**Text for analysis**
▼▼▼
Impact: Users must handle data acquisition separately.

8. Simplified Configuration

Legacy BioCypher:

  • Complex configuration system
  • Multiple config files (biocypher_config.yaml, schema_config.yaml)
  • Environment-specific configurations
  • Advanced parameter tuning
  • Configuration validation

New Implementation:

  • Simple parameter-based configuration
  • No config file support
  • No environment-specific settings
  • Limited parameter options
  • No configuration validation

Impact: Complex deployments may require legacy BioCypher's configuration system.

9. No Advanced Graph Features

Legacy BioCypher:

  • Relationship-as-node support
  • Complex relationship types
  • Multi-graph support
  • Advanced indexing
  • Graph analytics integration

New Implementation:

  • Basic node/edge/hyperedge support
  • Simple relationship types
  • Single graph per workflow
  • Basic indexing
  • Limited analytics

Impact: Complex graph structures may not be supported.

10. Limited Error Handling

Legacy BioCypher:

  • Comprehensive error handling
  • Graceful degradation
  • Error recovery mechanisms
  • Detailed error reporting
  • Logging and monitoring

New Implementation:

  • Basic error handling
  • Fail-fast approach
  • No error recovery
  • Simple error messages
  • Basic logging

Impact: Production systems may need more robust error handling.

11. Technical Limitations

Legacy BioCypher:

  • Supports 15+ database systems and output formats
  • Handles multiple ontology formats (OWL, OBO, RDF/XML)
  • Complex inheritance and mapping logic
  • Relationship-as-node representation
  • Multi-graph support
  • Advanced indexing and querying

New Implementation:

  • Limited to 3 output formats (JSON, NetworkX, Pandas)
▲▲▲
**Extracted records**
▼▼▼
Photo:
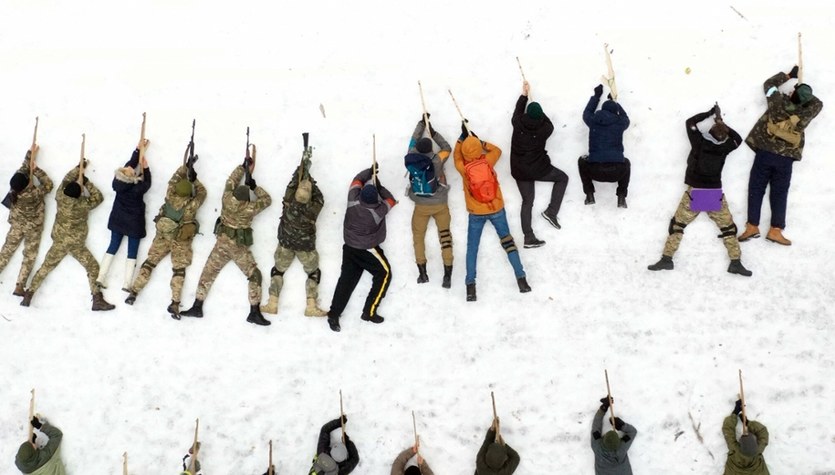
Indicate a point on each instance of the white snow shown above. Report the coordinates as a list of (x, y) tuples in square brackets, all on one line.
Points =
[(135, 380)]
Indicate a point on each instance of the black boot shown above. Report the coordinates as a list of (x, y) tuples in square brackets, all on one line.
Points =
[(666, 263), (736, 267), (256, 317), (471, 293), (447, 277), (195, 311), (422, 277)]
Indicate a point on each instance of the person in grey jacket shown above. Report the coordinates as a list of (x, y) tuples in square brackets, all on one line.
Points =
[(364, 229), (610, 449)]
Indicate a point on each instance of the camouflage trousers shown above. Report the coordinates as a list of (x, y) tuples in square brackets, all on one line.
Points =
[(181, 255), (310, 263), (226, 250), (684, 216), (30, 235), (56, 254)]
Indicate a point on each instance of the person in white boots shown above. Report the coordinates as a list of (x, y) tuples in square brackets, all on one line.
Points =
[(127, 218)]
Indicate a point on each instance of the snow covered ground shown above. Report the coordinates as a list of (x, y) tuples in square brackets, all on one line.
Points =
[(134, 380)]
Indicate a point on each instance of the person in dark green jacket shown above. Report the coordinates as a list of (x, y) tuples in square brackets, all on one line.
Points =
[(745, 456), (46, 460)]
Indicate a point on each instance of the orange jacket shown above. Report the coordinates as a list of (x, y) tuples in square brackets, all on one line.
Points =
[(465, 152)]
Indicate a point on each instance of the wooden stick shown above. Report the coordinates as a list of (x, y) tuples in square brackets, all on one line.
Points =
[(467, 127)]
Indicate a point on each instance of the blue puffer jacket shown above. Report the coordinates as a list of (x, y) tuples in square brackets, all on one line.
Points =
[(606, 128)]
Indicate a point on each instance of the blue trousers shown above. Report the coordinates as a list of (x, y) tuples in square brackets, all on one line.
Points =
[(474, 229), (775, 170)]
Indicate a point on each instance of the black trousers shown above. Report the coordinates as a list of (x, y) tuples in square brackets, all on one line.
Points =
[(609, 172), (354, 262)]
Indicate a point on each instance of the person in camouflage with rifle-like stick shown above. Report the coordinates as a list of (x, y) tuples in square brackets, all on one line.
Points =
[(297, 236)]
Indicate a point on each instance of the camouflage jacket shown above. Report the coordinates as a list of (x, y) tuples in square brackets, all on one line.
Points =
[(781, 108), (71, 217), (239, 214), (29, 207)]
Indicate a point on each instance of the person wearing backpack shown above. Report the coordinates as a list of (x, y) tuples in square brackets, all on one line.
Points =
[(474, 160), (429, 190), (777, 140), (530, 163), (340, 458), (363, 231), (176, 225)]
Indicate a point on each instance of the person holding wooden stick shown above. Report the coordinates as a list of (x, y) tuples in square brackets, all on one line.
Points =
[(610, 449), (745, 456), (777, 140), (704, 190), (605, 161), (69, 234), (29, 187), (530, 163), (364, 230), (339, 458), (45, 460)]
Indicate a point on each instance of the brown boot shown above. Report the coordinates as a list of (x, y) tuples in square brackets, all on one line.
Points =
[(776, 235), (99, 303), (751, 232)]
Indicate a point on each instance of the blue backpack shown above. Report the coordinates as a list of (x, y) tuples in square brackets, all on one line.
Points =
[(421, 174)]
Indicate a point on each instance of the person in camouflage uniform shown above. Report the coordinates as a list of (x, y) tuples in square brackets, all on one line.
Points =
[(176, 225), (234, 236), (26, 216), (69, 236), (777, 140), (297, 238)]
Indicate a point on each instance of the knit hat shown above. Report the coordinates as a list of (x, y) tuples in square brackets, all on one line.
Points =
[(183, 188), (339, 453), (19, 182), (471, 148), (369, 194), (241, 193), (611, 441), (73, 189), (748, 445), (535, 111), (496, 456)]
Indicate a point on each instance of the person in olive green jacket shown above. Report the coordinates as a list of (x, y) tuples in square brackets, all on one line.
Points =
[(745, 456), (46, 460)]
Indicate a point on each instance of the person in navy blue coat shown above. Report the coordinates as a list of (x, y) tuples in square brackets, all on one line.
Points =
[(127, 218), (605, 161)]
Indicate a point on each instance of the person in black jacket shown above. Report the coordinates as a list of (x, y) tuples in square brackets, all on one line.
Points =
[(529, 163), (704, 171), (605, 161), (127, 217), (331, 459), (364, 229)]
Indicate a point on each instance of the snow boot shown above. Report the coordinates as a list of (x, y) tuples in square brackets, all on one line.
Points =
[(666, 263), (103, 269), (736, 267), (256, 317), (272, 305), (313, 310), (195, 311), (447, 283), (422, 277), (100, 304), (471, 293), (751, 232)]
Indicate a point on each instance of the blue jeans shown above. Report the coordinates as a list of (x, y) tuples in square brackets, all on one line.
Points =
[(474, 228)]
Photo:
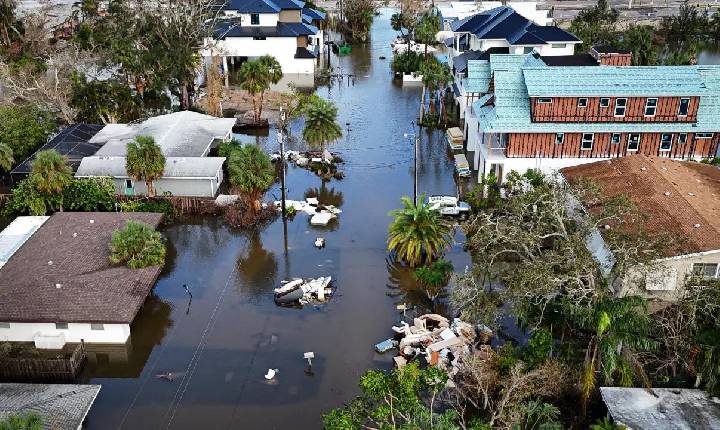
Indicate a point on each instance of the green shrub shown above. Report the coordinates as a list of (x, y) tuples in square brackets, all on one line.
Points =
[(137, 245)]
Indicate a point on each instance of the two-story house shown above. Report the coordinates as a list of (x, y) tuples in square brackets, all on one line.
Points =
[(285, 29), (546, 118)]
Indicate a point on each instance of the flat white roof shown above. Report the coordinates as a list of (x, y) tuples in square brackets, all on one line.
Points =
[(15, 234)]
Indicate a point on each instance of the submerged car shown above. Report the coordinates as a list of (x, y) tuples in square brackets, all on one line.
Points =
[(449, 206)]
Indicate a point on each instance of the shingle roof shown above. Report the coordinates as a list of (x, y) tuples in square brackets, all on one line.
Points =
[(614, 81), (175, 167), (73, 252), (61, 406), (504, 23), (694, 197)]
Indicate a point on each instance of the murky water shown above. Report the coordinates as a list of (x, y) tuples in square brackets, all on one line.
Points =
[(219, 345)]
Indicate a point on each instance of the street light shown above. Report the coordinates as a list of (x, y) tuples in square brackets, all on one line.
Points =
[(416, 139)]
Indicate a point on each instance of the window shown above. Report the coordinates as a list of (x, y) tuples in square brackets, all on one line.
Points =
[(650, 107), (683, 108), (665, 141), (633, 141), (706, 270), (620, 105)]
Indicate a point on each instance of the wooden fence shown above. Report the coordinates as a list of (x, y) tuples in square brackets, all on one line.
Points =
[(40, 369)]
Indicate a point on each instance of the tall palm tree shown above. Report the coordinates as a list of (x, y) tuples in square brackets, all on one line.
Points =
[(6, 157), (251, 173), (145, 161), (256, 76), (321, 125), (51, 173), (621, 327), (417, 234)]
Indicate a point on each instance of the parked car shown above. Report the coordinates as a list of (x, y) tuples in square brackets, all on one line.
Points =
[(449, 206)]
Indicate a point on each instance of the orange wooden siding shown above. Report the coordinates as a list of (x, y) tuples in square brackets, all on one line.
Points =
[(566, 109), (543, 145)]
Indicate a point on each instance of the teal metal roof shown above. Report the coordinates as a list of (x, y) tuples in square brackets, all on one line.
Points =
[(478, 80), (511, 110), (614, 81)]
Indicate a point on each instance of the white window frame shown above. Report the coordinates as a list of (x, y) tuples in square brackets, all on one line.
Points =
[(669, 143), (687, 106), (630, 136), (653, 107), (623, 107)]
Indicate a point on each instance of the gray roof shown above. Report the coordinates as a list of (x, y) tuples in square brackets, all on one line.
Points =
[(179, 134), (175, 167), (671, 408), (61, 406)]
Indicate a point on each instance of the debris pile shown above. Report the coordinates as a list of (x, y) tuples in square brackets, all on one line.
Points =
[(301, 292), (320, 214), (441, 342)]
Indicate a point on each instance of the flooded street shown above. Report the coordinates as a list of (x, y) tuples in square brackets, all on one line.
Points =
[(219, 345)]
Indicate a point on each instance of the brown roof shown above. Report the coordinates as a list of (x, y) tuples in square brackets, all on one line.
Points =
[(676, 195), (91, 289)]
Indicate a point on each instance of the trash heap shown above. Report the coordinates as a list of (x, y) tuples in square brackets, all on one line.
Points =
[(301, 291), (432, 338), (319, 214)]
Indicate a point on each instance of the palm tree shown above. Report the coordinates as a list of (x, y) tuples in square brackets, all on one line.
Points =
[(251, 172), (145, 161), (6, 157), (256, 76), (51, 173), (620, 327), (417, 234), (321, 125)]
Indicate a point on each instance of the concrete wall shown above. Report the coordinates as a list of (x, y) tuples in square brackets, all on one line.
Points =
[(176, 186), (27, 332)]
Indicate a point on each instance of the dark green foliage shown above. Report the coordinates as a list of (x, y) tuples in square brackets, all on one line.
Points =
[(137, 245), (24, 129)]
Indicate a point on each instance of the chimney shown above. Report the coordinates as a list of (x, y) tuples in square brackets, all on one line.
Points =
[(608, 56)]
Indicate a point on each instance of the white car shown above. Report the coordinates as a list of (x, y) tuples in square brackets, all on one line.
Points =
[(449, 206)]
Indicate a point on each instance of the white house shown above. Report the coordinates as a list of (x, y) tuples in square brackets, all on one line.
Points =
[(185, 138), (285, 29), (681, 201), (57, 285)]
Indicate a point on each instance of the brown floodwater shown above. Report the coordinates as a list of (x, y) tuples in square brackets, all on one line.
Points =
[(219, 345)]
▲▲▲
**Activities**
**a)** How would you render this sentence from the BioCypher comparison in Spanish: "Impact: Production systems may need more robust error handling."
**b)** Can you repeat word for word the part of the BioCypher comparison starting at "Impact: Users must" and ending at "files (biocypher_config.yaml, schema_config.yaml)"?
The items come from a different source than the BioCypher comparison.

**Responses in order**
**a)** Impacto: los sistemas de producción pueden necesitar un manejo de errores más robusto.

**b)**
Impact: Users must handle data acquisition separately.

8. Simplified Configuration

Legacy BioCypher:

  • Complex configuration system
  • Multiple config files (biocypher_config.yaml, schema_config.yaml)